▶ [JOB 1] Translate this sentence from the article on Florida's right to hunt and fish into Spanish: "Some gill-netters burned their skiffs."
▶ [JOB 2] Resume the article on Florida's right to hunt and fish after its last sentence and continue writing it.

▶ [DOCUMENT]
---+---

Why Florida and almost half of US states are enshrining a right to hunt and fish

Shrimper Greg Miller, aboard his boat, Redemption, at the docks in Mayport, Florida, talks about a state constitutional amendment preserving fishing and hunting rights.

Patrik Jonsson/The Christian Science Monitor

December 13, 2024

When Florida voters banned gill nets – fishing nets that hang in the water and trap fish by catching their gills – in 1994, Greg Miller felt the weight of public scorn that portrayed commercial fishers like him as ruthless exploiters.

Mr. Miller sold his nets. Some gill-netters burned their skiffs. Fishing villages from Matlacha to Mayport foundered, and bankruptcies and divorces followed. It amounted to taking away a crucial tool for his livelihood, he says.

On Nov. 5, that perception shifted.

Why We Wrote This

In the push-pull of freedom and responsibility around wildlife regulation, Florida voters joined a growing number of states preserving rights of hunters and anglers by putting those interests at the forefront of state conservation policy.

---+---

▶ [GIVEN RECORDS]
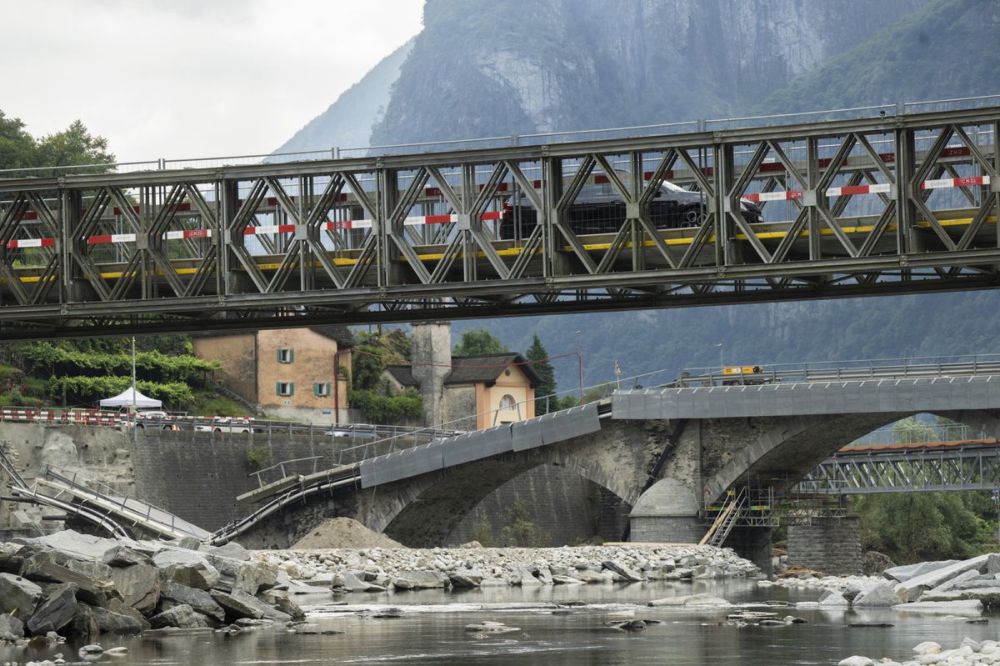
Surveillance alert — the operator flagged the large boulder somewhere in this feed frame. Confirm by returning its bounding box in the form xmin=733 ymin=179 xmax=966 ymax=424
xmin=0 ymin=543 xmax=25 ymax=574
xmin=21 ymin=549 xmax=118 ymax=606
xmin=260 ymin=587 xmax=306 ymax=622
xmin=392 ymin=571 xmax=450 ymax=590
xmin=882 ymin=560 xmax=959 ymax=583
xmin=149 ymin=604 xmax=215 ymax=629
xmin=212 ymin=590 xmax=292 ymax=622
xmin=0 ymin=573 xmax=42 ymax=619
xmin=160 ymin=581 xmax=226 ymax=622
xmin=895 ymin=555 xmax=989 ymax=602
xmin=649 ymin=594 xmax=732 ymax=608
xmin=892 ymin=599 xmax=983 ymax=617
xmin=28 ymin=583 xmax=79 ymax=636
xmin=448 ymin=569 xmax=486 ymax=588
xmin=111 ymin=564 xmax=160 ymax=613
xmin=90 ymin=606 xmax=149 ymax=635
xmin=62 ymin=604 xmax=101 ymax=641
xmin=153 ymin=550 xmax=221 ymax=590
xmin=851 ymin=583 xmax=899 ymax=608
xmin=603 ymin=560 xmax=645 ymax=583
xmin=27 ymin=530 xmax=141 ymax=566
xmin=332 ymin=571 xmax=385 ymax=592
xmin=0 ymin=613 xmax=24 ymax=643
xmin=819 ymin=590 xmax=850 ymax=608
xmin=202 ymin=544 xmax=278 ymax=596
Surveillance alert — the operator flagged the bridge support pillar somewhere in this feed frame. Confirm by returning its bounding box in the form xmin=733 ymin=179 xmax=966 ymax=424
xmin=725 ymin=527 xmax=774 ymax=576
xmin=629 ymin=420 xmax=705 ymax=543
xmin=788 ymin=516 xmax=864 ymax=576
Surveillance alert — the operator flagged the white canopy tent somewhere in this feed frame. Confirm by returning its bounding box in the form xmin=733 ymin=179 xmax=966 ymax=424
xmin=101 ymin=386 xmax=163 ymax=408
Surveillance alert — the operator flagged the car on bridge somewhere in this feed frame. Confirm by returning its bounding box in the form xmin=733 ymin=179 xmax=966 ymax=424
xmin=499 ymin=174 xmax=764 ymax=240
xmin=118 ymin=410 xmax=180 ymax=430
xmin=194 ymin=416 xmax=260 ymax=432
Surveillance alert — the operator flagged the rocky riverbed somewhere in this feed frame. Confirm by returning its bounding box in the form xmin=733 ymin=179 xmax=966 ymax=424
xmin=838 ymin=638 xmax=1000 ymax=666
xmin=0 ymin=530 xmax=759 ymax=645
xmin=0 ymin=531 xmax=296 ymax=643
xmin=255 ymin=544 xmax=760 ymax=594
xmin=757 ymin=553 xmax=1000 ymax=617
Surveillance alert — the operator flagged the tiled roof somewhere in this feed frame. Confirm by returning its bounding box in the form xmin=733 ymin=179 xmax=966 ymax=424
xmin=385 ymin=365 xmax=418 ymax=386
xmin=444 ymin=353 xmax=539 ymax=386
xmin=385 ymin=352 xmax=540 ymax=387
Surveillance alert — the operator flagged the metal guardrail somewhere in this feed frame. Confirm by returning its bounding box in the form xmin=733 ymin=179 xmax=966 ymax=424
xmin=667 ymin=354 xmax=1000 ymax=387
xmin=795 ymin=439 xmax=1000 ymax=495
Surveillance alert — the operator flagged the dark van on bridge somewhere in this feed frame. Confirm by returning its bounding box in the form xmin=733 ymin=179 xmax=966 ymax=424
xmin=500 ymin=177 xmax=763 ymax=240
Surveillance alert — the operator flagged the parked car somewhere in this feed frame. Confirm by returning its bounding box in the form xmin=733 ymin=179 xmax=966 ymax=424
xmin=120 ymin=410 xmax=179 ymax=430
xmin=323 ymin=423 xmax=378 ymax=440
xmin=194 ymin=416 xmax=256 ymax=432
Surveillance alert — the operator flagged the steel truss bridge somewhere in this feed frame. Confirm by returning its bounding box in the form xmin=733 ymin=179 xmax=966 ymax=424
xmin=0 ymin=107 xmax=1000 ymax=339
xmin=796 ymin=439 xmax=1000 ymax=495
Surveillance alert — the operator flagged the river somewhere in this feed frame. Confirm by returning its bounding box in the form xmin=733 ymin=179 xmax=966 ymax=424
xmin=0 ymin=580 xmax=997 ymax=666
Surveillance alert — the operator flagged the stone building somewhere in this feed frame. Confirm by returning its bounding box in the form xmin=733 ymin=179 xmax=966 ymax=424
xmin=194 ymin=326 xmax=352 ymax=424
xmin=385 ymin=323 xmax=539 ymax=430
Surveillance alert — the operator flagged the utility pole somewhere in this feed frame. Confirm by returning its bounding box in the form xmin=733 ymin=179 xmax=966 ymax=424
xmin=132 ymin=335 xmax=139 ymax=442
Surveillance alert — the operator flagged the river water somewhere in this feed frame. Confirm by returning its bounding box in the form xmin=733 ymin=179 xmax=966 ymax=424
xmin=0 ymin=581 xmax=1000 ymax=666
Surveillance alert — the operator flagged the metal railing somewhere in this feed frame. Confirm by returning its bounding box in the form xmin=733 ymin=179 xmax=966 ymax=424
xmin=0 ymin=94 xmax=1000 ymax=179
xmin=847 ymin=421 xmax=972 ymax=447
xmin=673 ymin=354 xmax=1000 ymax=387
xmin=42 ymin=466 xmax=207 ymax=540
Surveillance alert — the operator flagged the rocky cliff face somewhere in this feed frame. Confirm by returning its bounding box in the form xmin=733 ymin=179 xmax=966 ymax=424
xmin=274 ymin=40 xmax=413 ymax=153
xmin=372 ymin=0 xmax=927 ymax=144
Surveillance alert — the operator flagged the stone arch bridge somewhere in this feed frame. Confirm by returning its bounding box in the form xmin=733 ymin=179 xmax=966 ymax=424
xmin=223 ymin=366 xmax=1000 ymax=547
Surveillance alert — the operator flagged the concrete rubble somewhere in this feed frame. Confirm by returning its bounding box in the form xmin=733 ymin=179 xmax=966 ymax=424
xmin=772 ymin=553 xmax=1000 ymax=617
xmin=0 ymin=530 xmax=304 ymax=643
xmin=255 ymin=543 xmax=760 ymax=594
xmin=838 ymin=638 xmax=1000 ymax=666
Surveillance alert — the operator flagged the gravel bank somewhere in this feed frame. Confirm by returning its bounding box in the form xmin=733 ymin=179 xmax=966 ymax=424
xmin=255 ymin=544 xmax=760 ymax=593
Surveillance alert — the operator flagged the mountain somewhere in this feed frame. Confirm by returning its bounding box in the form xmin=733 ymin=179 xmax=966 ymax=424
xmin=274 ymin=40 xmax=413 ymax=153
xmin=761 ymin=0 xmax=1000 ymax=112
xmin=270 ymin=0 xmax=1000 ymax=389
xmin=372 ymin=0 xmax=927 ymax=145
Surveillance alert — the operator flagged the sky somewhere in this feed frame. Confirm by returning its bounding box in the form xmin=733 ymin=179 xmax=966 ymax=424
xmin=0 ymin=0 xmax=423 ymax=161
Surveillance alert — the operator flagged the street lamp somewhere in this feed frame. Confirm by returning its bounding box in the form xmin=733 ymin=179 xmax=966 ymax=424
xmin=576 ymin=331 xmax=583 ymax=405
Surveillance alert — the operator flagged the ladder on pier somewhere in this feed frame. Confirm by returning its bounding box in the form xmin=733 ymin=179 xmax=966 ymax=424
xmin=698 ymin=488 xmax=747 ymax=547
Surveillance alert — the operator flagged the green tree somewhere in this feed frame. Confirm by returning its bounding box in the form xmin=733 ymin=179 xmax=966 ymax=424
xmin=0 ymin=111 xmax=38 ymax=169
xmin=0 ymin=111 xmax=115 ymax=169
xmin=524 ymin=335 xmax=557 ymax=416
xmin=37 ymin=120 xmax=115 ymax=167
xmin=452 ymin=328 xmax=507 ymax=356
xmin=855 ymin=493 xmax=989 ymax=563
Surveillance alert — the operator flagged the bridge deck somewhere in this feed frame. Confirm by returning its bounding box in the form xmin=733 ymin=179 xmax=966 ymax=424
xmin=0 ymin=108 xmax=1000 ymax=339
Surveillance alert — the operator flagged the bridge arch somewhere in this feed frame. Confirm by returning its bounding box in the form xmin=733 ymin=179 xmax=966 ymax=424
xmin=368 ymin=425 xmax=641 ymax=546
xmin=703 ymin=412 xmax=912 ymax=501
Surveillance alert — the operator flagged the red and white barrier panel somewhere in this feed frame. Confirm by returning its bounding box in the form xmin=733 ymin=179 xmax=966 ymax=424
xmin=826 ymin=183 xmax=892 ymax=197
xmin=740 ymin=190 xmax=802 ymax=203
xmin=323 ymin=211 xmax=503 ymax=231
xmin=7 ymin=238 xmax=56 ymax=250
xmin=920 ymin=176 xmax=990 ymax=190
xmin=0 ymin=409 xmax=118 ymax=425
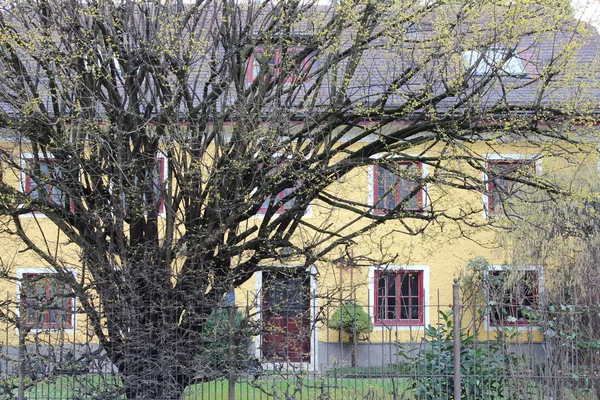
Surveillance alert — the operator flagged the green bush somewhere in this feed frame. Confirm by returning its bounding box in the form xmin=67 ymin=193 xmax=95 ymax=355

---+---

▶ [EXERCISE OUTPUT 1] Algunos pescadores de redes de enmalle quemaron sus esquifes.

▶ [EXERCISE OUTPUT 2]
Florida voters approved an amendment to the state constitution that counters the narrative that those who love hunting for dinner in woods and streams – instead of in grocery aisles – are morally suspect. In fact, hunters and anglers like Mr. Miller now find themselves at the forefront of conservation policy, not just here but in a growing number of states across the country. And with the passage of Florida’s Amendment 2 last month, the ability to hunt animals in traditional and sometimes contested ways is now preserved “forever … as a public right and preferred means of responsibly managing and controlling fish and wildlife.”

For Mr. Miller, passage of the new amendment shows that the public is coming around to his way of thinking. Commercial fishers aren’t barbaric roughnecks, he argues, but key cogs of wildlife management. “Fishermen are really gardeners,” he says. “We have the best view of the garden.”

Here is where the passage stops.